Data shown -
────────────────

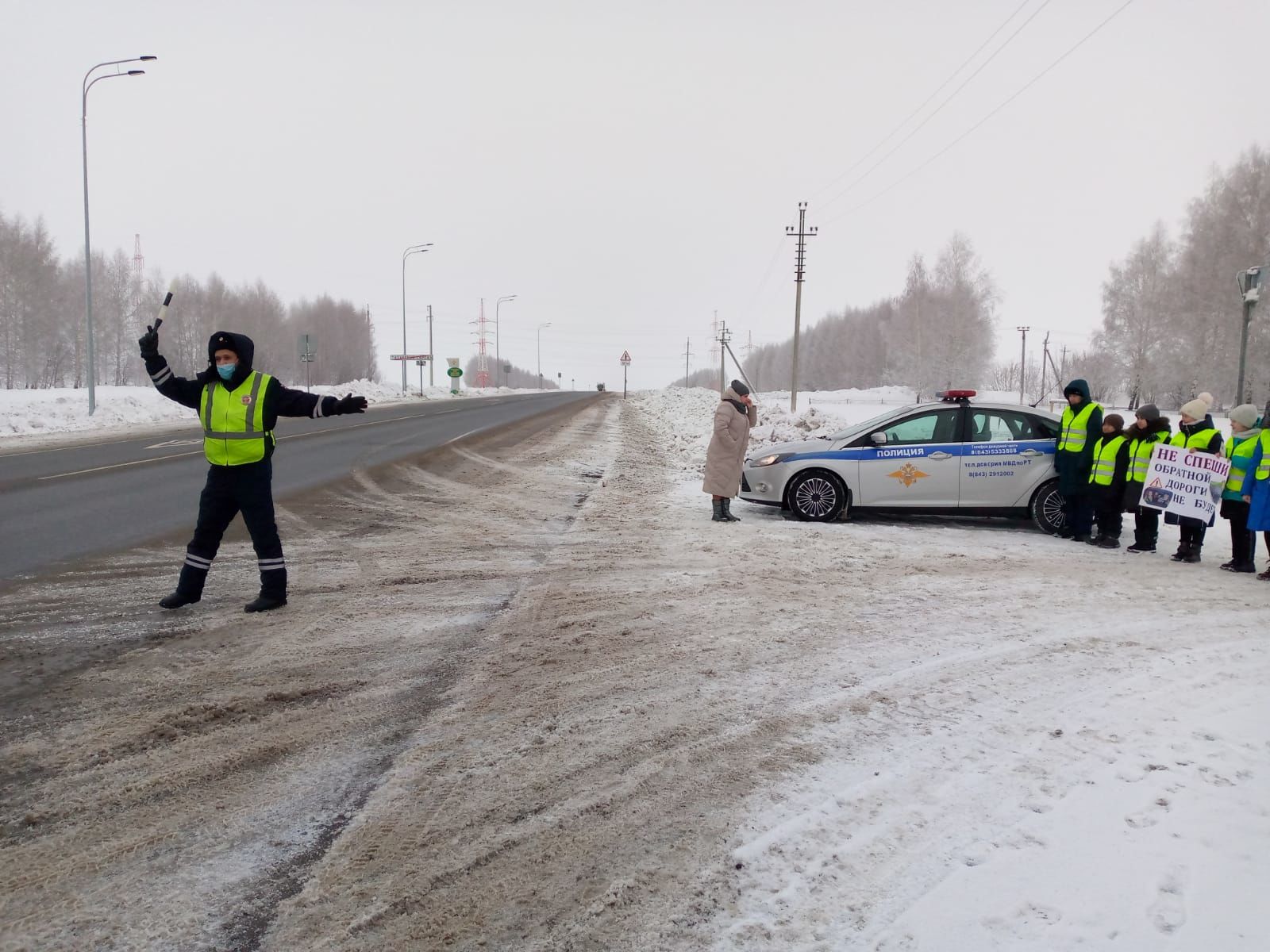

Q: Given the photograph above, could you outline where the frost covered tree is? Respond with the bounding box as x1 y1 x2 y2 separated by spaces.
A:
1101 146 1270 406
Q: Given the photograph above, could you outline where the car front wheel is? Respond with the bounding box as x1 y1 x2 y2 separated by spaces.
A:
787 470 847 522
1031 480 1067 536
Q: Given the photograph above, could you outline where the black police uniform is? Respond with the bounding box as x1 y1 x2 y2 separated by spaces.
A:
138 330 366 612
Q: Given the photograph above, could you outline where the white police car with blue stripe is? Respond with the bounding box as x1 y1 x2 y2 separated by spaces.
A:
741 390 1063 532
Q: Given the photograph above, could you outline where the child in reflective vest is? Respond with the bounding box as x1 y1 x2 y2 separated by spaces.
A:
1222 404 1261 573
1087 414 1129 548
1124 404 1172 552
1164 393 1222 565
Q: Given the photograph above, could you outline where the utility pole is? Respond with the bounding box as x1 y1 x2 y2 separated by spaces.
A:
785 202 817 413
715 321 732 396
1037 330 1049 402
1014 328 1031 404
1234 265 1266 404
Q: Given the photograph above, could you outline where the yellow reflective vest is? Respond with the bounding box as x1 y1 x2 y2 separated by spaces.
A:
1090 436 1126 486
1126 433 1168 482
198 370 273 466
1058 400 1103 453
1226 436 1265 493
1168 427 1217 449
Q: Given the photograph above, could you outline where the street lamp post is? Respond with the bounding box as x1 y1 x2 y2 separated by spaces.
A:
538 321 551 390
494 294 516 390
80 55 159 416
402 241 432 393
1234 265 1270 404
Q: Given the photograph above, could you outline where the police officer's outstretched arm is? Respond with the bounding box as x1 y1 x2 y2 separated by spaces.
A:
137 326 203 410
265 377 367 419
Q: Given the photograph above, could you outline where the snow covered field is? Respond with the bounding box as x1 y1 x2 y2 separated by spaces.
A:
640 390 1270 952
0 390 1270 952
0 379 561 448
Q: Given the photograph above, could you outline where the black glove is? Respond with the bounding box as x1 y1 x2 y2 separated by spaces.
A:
335 393 366 414
137 325 159 360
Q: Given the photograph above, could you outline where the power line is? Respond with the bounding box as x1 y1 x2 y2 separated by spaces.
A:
824 0 1133 225
811 0 1031 208
741 235 785 322
826 0 1052 210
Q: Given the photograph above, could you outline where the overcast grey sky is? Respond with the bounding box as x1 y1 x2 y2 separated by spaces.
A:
0 0 1270 387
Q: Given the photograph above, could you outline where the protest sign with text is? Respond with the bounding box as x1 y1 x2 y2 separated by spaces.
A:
1141 443 1230 524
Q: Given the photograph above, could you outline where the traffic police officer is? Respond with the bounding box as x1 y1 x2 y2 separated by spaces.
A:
1054 379 1103 542
137 326 366 612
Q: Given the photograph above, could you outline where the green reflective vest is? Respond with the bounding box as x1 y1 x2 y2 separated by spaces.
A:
1226 436 1264 493
1058 400 1103 453
198 370 273 466
1126 433 1166 482
1168 427 1217 449
1090 436 1124 486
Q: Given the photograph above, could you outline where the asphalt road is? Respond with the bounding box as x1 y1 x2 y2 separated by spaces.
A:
0 392 597 580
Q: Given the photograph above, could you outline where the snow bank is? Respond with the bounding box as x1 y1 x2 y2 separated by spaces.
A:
0 379 553 447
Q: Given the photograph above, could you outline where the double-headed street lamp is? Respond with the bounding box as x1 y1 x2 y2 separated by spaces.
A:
402 241 432 393
538 321 551 390
494 294 516 390
1234 264 1270 404
80 56 159 416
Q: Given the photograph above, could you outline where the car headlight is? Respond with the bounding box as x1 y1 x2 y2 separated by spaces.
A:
751 453 794 466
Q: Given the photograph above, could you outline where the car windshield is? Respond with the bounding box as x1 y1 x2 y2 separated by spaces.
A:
829 404 917 440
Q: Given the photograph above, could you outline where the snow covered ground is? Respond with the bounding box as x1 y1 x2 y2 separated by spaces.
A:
0 390 1270 952
639 390 1270 952
0 379 561 448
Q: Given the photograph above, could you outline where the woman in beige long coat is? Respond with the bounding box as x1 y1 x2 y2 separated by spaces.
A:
701 379 758 522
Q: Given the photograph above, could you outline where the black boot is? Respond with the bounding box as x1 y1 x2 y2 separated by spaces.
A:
159 589 202 608
159 551 212 609
243 592 287 612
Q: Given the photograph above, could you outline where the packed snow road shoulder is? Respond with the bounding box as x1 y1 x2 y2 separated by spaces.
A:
0 395 1270 952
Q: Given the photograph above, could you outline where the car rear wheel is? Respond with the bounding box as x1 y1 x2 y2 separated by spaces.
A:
1031 480 1067 536
787 470 847 522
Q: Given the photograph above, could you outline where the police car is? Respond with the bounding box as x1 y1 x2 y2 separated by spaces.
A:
741 390 1063 532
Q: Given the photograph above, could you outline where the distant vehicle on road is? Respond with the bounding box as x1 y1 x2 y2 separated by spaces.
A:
741 390 1063 532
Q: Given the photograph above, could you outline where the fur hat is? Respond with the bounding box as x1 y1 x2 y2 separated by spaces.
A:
1230 404 1261 429
1180 392 1213 420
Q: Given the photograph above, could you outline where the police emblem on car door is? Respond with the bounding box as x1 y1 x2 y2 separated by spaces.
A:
853 406 961 508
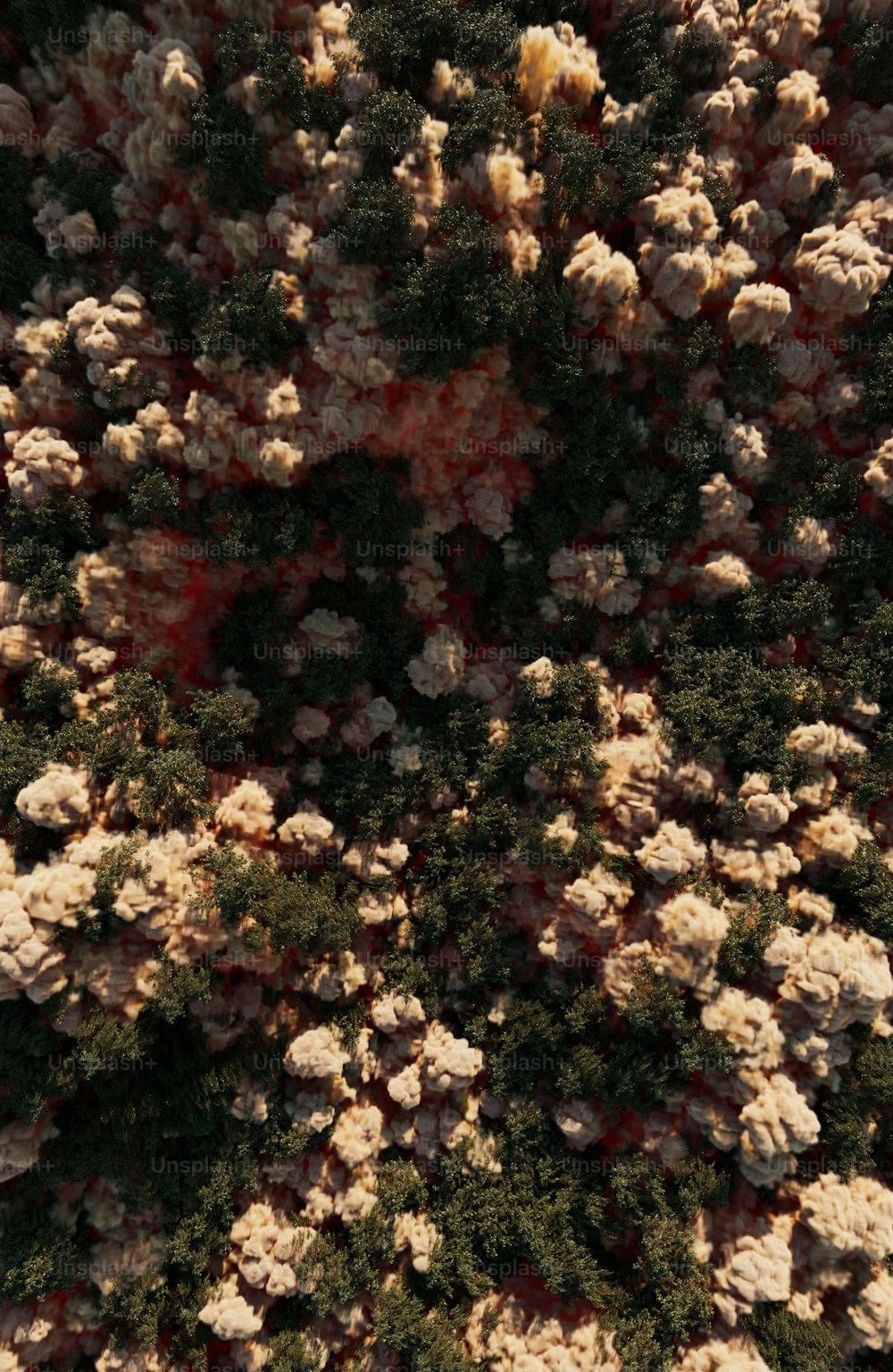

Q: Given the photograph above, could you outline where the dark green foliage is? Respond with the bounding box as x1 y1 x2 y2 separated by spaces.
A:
505 0 590 25
738 60 790 123
0 998 61 1125
374 1279 472 1372
816 1024 893 1184
740 1302 839 1372
264 1329 322 1372
307 453 424 567
0 719 54 821
176 90 276 215
149 958 213 1024
724 343 779 414
539 105 605 223
248 871 363 955
215 590 297 748
79 837 149 942
44 148 120 233
196 268 305 368
440 87 522 177
192 485 315 566
826 841 893 944
716 891 794 983
2 495 99 619
0 1206 84 1303
701 176 735 226
763 428 862 537
330 180 414 266
347 0 519 96
607 1154 727 1372
486 962 732 1116
197 844 361 955
829 16 893 108
188 842 277 927
123 468 181 528
599 4 719 164
214 20 309 129
483 663 602 796
661 648 822 785
863 335 893 425
847 719 893 809
21 657 77 722
355 89 427 177
0 238 46 312
381 205 532 381
622 407 716 551
0 146 41 244
377 1162 428 1214
120 238 207 339
189 690 251 752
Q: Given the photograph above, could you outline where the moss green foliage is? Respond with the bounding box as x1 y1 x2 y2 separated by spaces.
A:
214 20 310 128
176 89 276 215
197 268 305 368
661 646 822 785
330 179 414 266
827 16 893 108
79 835 149 942
716 891 794 983
197 844 361 954
123 468 181 528
440 85 522 177
742 1302 839 1372
347 0 519 96
0 148 48 310
539 105 605 223
599 5 719 164
487 963 731 1116
826 841 893 944
0 495 100 619
44 148 118 233
381 205 530 381
816 1024 893 1185
21 657 77 720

────────────────

Exercise goal - Rewrite all of the data above as a numbered list with one line per number. Skip the blank lines and leave the pictures out.

Expected answer -
1. Q: Given the photograph above, could you outline where the frost covered tree is? Respond with the bounding box as x1 y1 x2 y2 separated by spaces.
2. A:
3. 1101 146 1270 406
4. Q: Given the photograph above, could you outline where the car front wheel is? Respond with the bounding box as x1 y1 x2 y2 separated by spaces.
5. A:
6. 787 470 847 522
7. 1031 480 1067 536
8. Q: Given the photograph above, could you outline where the black police uniform is? Respond with the bounding box as x1 y1 x2 y2 separated by spaces.
9. A:
10. 138 330 366 612
11. Q: Given the photograph above, could you outline where the white police car with blue stripe is? Respond with the bounding box as x1 y1 x2 y2 separated by spaces.
12. A:
13. 741 390 1063 532
14. Q: Given the photograph above, could you outline where the child in reflective vest is? Respond with the bounding box as x1 y1 x2 y2 separated by spaces.
15. A:
16. 1222 404 1261 573
17. 1087 414 1129 548
18. 1124 404 1172 552
19. 1164 393 1222 565
20. Q: Given the photograph above, could you outline where the utility pole is? Respond with the bounding box as x1 y1 x2 y2 separated by spaces.
21. A:
22. 785 202 817 413
23. 715 321 732 396
24. 1037 330 1049 402
25. 1014 328 1031 404
26. 1234 265 1266 404
27. Q: Given the photograph above, could you outline where the yellow reflective vest is? Respond with the bounding box as x1 y1 x2 y2 separated by spaces.
28. A:
29. 1090 436 1126 486
30. 1126 433 1168 482
31. 198 370 273 466
32. 1058 400 1103 453
33. 1226 436 1265 493
34. 1168 427 1217 449
35. Q: Given the photograph above, could you outline where the street lamp post is? Respond with the bounding box as x1 y1 x2 y2 separated by spaces.
36. A:
37. 538 321 551 390
38. 494 294 516 390
39. 80 55 159 416
40. 402 241 432 393
41. 1234 265 1270 404
42. Q: Given the photograph above, could you outline where the police officer's outstretched arm is? Respond with the bounding box as x1 y1 x2 y2 separated by spaces.
43. A:
44. 137 326 203 410
45. 265 377 367 419
46. Q: Given the photograph above, could you outline where the snow covered field is? Respond with the bounding box as x1 y1 x2 y2 separated by spaces.
47. A:
48. 640 390 1270 952
49. 0 390 1270 952
50. 0 379 561 448
51. Q: Given the photograph above, could you outline where the black glove is? Respond with the bounding box as x1 y1 x2 y2 separated by spaces.
52. A:
53. 335 393 366 414
54. 137 325 159 360
55. Q: Given the photograph above, could you outline where the power line is? Respond with the bounding box as x1 y1 x2 y2 separated by spaces.
56. A:
57. 824 0 1133 225
58. 811 0 1031 208
59. 741 235 785 322
60. 826 0 1052 210
61. Q: Given the photograph above, could you outline where the overcast grey sky is? Respond with the bounding box as x1 y1 x2 y2 separated by spaces.
62. A:
63. 0 0 1270 387
64. Q: Given the photograph above, could you outline where the protest sign with text is? Respond with the bounding box as x1 y1 x2 y2 separated by spaces.
65. A:
66. 1141 443 1230 524
67. Q: Given the photograph above, could you outline where the traffic police officer is? Respond with the bounding box as x1 y1 x2 y2 separated by spaces.
68. A:
69. 1054 379 1103 542
70. 137 326 366 612
71. Q: Given the photograph above, could you outline where the green reflective vest is? Respond with the bounding box as x1 y1 x2 y2 separated by spaces.
72. A:
73. 1226 436 1264 493
74. 1058 400 1103 453
75. 198 370 273 466
76. 1126 433 1166 482
77. 1168 427 1217 449
78. 1090 436 1124 486
79. Q: Given the photograph above, could you outline where the asphalt road is? Respond with the bounding box as x1 y1 x2 y2 separated by spaces.
80. A:
81. 0 392 597 580
82. Q: Given the photograph above, could you outline where the snow bank is? Respond with the bounding box as x1 y1 x2 y2 separated by spaces.
83. A:
84. 0 379 553 447
85. Q: Given the photograph above, could you outline where the double-headed street lamp is? Respond with the bounding box as x1 y1 x2 y2 separated by spaces.
86. A:
87. 402 241 432 393
88. 538 321 551 390
89. 494 294 516 390
90. 1234 264 1270 404
91. 80 56 159 416
92. Q: Given the photograph above, could you outline where the car headlight is? Respond with the bounding box as x1 y1 x2 y2 separated by spaces.
93. A:
94. 751 453 794 466
95. Q: Given the photograph above, could you outline where the car windshield is? Respond with the bounding box as x1 y1 x2 y2 separated by spaces.
96. A:
97. 829 404 917 440
98. Q: Given the photograph above, could you outline where the snow covered ground is? Respond with the bounding box as x1 y1 x2 y2 separated by spaces.
99. A:
100. 0 390 1270 952
101. 639 390 1270 952
102. 0 379 561 448
103. Q: Given the photograph above, could you outline where the woman in beige long coat is? Respond with the bounding box as x1 y1 x2 y2 separated by spaces.
104. A:
105. 701 379 758 522
106. Q: Given the photograph above, could you outline where the black boot is? Respond with the bounding box as x1 y1 x2 y2 separated by spaces.
107. A:
108. 159 589 202 608
109. 159 551 212 609
110. 243 592 287 612
111. Q: Given the photograph above, could you outline where the packed snow road shoulder is? Respond with the bounding box as x1 y1 x2 y2 separated by spaces.
112. A:
113. 0 395 1270 952
114. Q: Given the photograph above, could you outline where the car rear wheel is? Respond with the bounding box as x1 y1 x2 y2 separated by spaces.
115. A:
116. 1031 480 1067 536
117. 787 470 847 522
118. Q: Given the photograph above, could you outline where the police car is? Respond with the bounding box as x1 y1 x2 y2 separated by spaces.
119. A:
120. 741 390 1063 532
121. Q: Given the photograph above, could you outline where the distant vehicle on road is? Respond with the bounding box as x1 y1 x2 y2 separated by spaces.
122. A:
123. 741 390 1063 532
124. Q: Given the photograph above, could you outline where the fur hat is? Respond with the bounding box as x1 y1 x2 y2 separated by spaces.
125. A:
126. 1230 404 1261 429
127. 1180 392 1213 420
128. Q: Given the photograph above, could you outline where the police emblem on car door is? Respond with the bounding box as x1 y1 x2 y2 separated by spaces.
129. A:
130. 853 406 961 508
131. Q: Given the photograph above, could you outline where the dark green foliage is? Respond with the bounding box as x1 y1 x2 y2 separated by spaces.
132. A:
133. 505 0 590 25
134. 738 60 790 123
135. 0 998 61 1125
136. 374 1279 472 1372
137. 816 1024 893 1184
138. 740 1302 839 1372
139. 264 1329 322 1372
140. 307 453 424 567
141. 0 719 54 821
142. 176 90 276 215
143. 149 958 213 1024
144. 724 343 779 414
145. 539 105 605 223
146. 248 871 363 955
147. 215 590 297 748
148. 79 837 149 942
149. 44 148 120 233
150. 196 268 305 368
151. 440 87 522 177
152. 192 485 315 566
153. 826 841 893 944
154. 716 891 794 983
155. 2 495 99 619
156. 0 1206 84 1303
157. 701 176 735 226
158. 763 428 862 537
159. 330 180 414 266
160. 347 0 519 96
161. 607 1154 727 1372
162. 486 962 732 1116
163. 197 844 361 955
164. 829 16 893 108
165. 188 842 277 927
166. 123 468 181 528
167. 599 4 719 164
168. 214 20 309 129
169. 483 663 602 796
170. 661 648 822 785
171. 863 335 893 425
172. 847 719 893 809
173. 21 657 77 722
174. 355 89 427 177
175. 0 238 46 312
176. 381 205 532 381
177. 622 407 716 551
178. 0 146 41 244
179. 377 1162 428 1214
180. 120 238 207 339
181. 189 690 251 752
182. Q: Given the photograph above, could you outline where the moss green foliage is? Respond with the bounding box as x1 y1 x2 y2 separated by spaces.
183. A:
184. 214 20 310 128
185. 176 89 276 215
186. 197 268 305 368
187. 661 646 822 785
188. 330 179 414 266
189. 827 16 893 108
190. 79 835 149 942
191. 716 891 794 983
192. 197 844 361 954
193. 123 468 181 528
194. 440 85 522 177
195. 742 1302 839 1372
196. 347 0 519 96
197. 0 148 48 310
198. 539 105 605 223
199. 599 5 719 164
200. 487 963 731 1116
201. 826 841 893 944
202. 0 495 100 619
203. 44 148 118 233
204. 381 205 530 381
205. 816 1024 893 1185
206. 21 657 77 720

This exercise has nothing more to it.